§ **About this task**: Output every entry exactly as written.
━━━ Data section
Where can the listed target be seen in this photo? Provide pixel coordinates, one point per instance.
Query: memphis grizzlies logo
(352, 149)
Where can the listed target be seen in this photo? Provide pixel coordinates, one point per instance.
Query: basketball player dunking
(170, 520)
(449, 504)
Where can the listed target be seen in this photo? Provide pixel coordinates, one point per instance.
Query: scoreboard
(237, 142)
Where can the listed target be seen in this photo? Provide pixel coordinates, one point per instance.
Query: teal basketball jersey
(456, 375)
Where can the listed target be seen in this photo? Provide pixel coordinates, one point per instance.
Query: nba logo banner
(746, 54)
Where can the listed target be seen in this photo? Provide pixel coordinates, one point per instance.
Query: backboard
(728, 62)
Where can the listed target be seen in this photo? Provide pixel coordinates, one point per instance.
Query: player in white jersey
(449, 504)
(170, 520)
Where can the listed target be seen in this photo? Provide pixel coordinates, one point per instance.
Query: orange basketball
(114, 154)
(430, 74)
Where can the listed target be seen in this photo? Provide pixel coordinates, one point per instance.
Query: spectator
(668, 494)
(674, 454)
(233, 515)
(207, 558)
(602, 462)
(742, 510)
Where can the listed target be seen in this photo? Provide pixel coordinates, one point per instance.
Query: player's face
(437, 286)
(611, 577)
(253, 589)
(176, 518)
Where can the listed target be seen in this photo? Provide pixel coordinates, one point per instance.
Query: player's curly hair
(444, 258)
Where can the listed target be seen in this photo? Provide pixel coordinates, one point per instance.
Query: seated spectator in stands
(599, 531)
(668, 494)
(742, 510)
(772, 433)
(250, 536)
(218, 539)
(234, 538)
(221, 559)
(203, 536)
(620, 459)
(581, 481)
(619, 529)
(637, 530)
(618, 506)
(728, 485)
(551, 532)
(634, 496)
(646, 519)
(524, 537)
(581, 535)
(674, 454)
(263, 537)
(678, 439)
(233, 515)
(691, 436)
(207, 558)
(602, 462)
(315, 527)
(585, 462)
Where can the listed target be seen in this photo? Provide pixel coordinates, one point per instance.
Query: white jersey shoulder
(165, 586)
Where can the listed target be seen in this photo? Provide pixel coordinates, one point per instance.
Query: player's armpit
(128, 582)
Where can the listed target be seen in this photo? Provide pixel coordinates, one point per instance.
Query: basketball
━━━━━━
§ **Answer section**:
Where can the listed target be seen in this photo? Provide pixel coordinates, one point per instance.
Query: memphis grizzlies logo
(352, 149)
Where can the listed target be seen in this photo? Provide pixel coordinates, one point per instance.
Query: basketball player dunking
(170, 520)
(449, 504)
Where can the listed target be seen in this photo? Provide pixel coordinates, one point per instance.
Query: scoreboard
(237, 142)
Where can the listed target be seen in this photo? Provide pixel coordinates, one point per instance.
Query: teal basketball jersey
(456, 375)
Where can the listed target be seen in this photo? Provide pixel coordinates, one point per instance.
Query: nba logo banner
(746, 54)
Where can the listed target be seen in this photo? Provide pixel coordinates, one point per instance.
Query: backboard
(728, 62)
Where can the listed target be seen in this photo? Provide pixel coordinates, one point per instance.
Query: player in white jersey
(449, 504)
(170, 520)
Where can the listed target be seen in this photo? Provide pixel coordinates, one point per instance.
Query: orange basketball
(114, 154)
(430, 74)
Where can the listed target be seen in this photo? Provide pixel coordinates, one point per instance.
Query: spectator
(668, 494)
(674, 454)
(233, 515)
(207, 558)
(602, 462)
(742, 510)
Where can the listed target be seen in this photo? Provide pixel coordinates, one point per instance.
Query: player's face
(437, 286)
(611, 577)
(253, 589)
(176, 518)
Where can the listed target be seen in this photo? Provide pixel coordinates, one point per instance.
Query: player's curly hair
(444, 258)
Where can the listed target be seen in this photo? Provide pixel coordinates, one point per instance.
Query: seated spectator in stands
(599, 531)
(668, 494)
(742, 510)
(772, 433)
(250, 536)
(218, 539)
(234, 538)
(221, 559)
(203, 536)
(620, 459)
(581, 481)
(619, 529)
(637, 530)
(618, 506)
(728, 485)
(551, 532)
(634, 496)
(646, 519)
(524, 537)
(581, 535)
(674, 454)
(263, 537)
(678, 439)
(233, 515)
(691, 436)
(207, 558)
(602, 462)
(315, 527)
(585, 462)
Where can the listed target be seen in this photo? Provide pixel coordinates, one point per instance.
Query: white jersey shoulder
(165, 586)
Where can the listed target be seen in this photo? Provide pixel coordinates, one point per instance.
Query: player's armpit
(128, 582)
Where can the listed target be seen in this photo? Provide pixel coordinates, one point per instance.
Query: basketball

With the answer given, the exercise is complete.